** start of Text passage **

So yes, the Cybermen are making a triumphant return, as is John Simm's Master, who I did not recognize until he tore off his face mask at the end of the episode. Am I a sucker? Yes, yes I am. I loved Mr. Razor. He was a delightful character. And while there was really not much point in the whole thing, I did still love the reveal. John Simm's nutty Master is probably best in small doses anyway. The small dose we received has promise - he seems intent on corrupting Missy, and she seems...not entirely averse to being corrupted. I can't wait to find out what happens when she has to decide between the Master on one shoulder, and the Doctor on the other.
My review of the next episode: The Doctor Falls.
And now for a bit of speculation. This episode, like the best cliffhangers, leaves us with a number of dilemmas which seem utterly insoluble. For one thing, there's Bill as a Cyberman. I can't see Moffat doing another Danny Pink ending, especially for a main companion, but there doesn't really seem to be any way to bring Bill back (if, indeed, that Cyberman is Bill).
Missy and the Master? Despite her usual act, I think Missy has started to care. And that means she's about to come in conflict with her younger self. I could easily see that leading to her shooting him, or vice versa (gee - what if they shot each other at once?!) and then we'll see a regeneration. Or possibly, something paradoxical will happen, which will somehow spin everything back to the beginning of the story, with Bill safe, the Master's memory conveniently wiped of all that happened, and Missy having redeemed herself. Could the Doctor regenerate and then be paradoxed back into himself? Could totally see Moffat have the Doctor regenerate into Stephen Fry and then undo it.

** end of Text passage **
** start of Input data **

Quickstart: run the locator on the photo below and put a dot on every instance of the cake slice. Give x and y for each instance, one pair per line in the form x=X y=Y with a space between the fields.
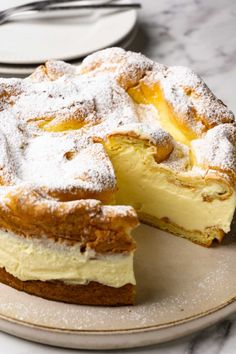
x=83 y=149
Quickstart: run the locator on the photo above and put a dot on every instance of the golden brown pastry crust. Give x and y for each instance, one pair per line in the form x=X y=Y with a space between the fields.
x=86 y=221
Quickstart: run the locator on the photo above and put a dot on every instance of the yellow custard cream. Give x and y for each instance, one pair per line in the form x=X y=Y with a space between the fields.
x=142 y=184
x=42 y=259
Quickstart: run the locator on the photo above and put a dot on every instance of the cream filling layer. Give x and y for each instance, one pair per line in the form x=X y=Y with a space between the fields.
x=43 y=259
x=142 y=185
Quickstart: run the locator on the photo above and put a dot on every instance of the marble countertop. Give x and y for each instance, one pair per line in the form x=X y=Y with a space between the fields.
x=199 y=34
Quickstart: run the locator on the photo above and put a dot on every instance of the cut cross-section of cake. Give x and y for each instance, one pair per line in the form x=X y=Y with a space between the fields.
x=83 y=149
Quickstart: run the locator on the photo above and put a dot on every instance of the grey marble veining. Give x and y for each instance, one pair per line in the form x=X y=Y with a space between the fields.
x=200 y=34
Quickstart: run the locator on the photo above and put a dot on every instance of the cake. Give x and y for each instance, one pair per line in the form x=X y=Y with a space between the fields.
x=87 y=151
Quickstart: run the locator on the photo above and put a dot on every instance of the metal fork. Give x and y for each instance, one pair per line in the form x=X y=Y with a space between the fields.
x=49 y=5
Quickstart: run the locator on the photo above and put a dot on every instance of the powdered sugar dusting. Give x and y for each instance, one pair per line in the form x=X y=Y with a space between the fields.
x=53 y=123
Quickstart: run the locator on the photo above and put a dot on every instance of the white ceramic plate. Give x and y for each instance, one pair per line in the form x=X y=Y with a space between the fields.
x=181 y=288
x=10 y=70
x=30 y=42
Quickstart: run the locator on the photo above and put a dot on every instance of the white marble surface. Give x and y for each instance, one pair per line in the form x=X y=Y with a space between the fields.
x=200 y=34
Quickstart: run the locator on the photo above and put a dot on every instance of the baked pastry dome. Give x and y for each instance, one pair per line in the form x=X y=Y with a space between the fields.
x=83 y=149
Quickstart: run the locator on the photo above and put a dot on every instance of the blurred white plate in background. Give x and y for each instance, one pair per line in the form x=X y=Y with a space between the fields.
x=34 y=41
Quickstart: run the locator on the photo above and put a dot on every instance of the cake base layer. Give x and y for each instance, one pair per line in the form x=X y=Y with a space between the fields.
x=91 y=294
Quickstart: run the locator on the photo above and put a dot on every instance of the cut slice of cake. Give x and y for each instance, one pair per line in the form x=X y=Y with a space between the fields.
x=85 y=148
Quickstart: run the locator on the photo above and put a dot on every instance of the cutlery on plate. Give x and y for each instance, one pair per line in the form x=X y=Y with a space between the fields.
x=51 y=6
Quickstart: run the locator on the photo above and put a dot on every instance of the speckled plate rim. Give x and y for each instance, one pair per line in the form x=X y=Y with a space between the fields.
x=129 y=330
x=105 y=340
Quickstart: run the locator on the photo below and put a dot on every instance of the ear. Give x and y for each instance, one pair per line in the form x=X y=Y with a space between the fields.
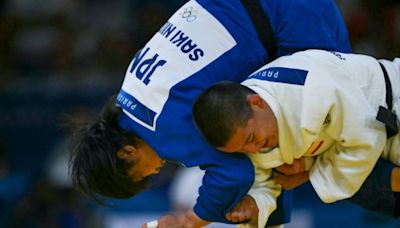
x=254 y=100
x=128 y=152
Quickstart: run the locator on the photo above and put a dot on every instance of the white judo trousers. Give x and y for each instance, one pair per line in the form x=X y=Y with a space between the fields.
x=330 y=116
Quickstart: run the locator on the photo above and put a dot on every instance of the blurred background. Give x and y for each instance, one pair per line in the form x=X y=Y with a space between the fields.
x=61 y=59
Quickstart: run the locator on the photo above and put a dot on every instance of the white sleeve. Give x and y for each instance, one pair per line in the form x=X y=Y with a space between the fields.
x=265 y=192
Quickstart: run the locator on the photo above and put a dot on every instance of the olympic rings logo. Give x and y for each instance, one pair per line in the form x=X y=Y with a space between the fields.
x=189 y=14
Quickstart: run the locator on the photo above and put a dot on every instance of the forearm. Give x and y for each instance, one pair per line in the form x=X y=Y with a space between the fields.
x=188 y=219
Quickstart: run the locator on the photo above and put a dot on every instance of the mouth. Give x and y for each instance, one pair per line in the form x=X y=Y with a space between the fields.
x=266 y=147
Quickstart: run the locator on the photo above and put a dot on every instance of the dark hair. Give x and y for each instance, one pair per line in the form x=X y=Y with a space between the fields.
x=94 y=166
x=220 y=109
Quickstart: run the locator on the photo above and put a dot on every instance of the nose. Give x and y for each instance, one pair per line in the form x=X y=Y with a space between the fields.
x=253 y=148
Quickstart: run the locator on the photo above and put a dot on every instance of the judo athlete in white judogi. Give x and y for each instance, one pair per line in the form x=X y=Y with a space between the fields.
x=310 y=104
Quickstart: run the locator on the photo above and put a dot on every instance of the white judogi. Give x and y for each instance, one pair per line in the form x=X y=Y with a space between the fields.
x=325 y=104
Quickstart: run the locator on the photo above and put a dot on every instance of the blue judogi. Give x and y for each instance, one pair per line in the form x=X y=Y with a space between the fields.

** end of Input data **

Challenges:
1 - Pull out each line of the records that contains the string "layer", matching case exactly.
2 - Resume the Doctor Who episode review after its last sentence.
The review and the records are unrelated material.

Per-task outputs:
1 -
Quickstart: run the locator on the photo above and put a dot on every instance of the cream filling layer. Give x and y for each instance, one pair per line in the form x=X y=Y with a space between the fields.
Quickstart: run the locator on the photo above and put a dot on every instance of the cake base layer. Give x and y for each instance, one pair per line in the form x=X y=Y with a space between the fields.

2 -
Sorry, that's all a bit silly. Speaking of regeneration, though, I'm buying the theory that next week's episode will end with something mortally wounding the Doctor, who must then, for some reason, hold off regenerating for the entirety of the Christmas special (as, I think, happens in one particular Classic Who regeneration story). We're pretty sure, at this point, that Pearl Mackie won't be in the special, so who knows who will be acting as his companion. Will we get a multi-Doctor story? Or will there be an interim companion to shrive the Doctor's soul? (a la Wilfred Mott, or Handles).
I don't know, but after a lackluster middle of the season, I'm finally curious, again, to see what happens next.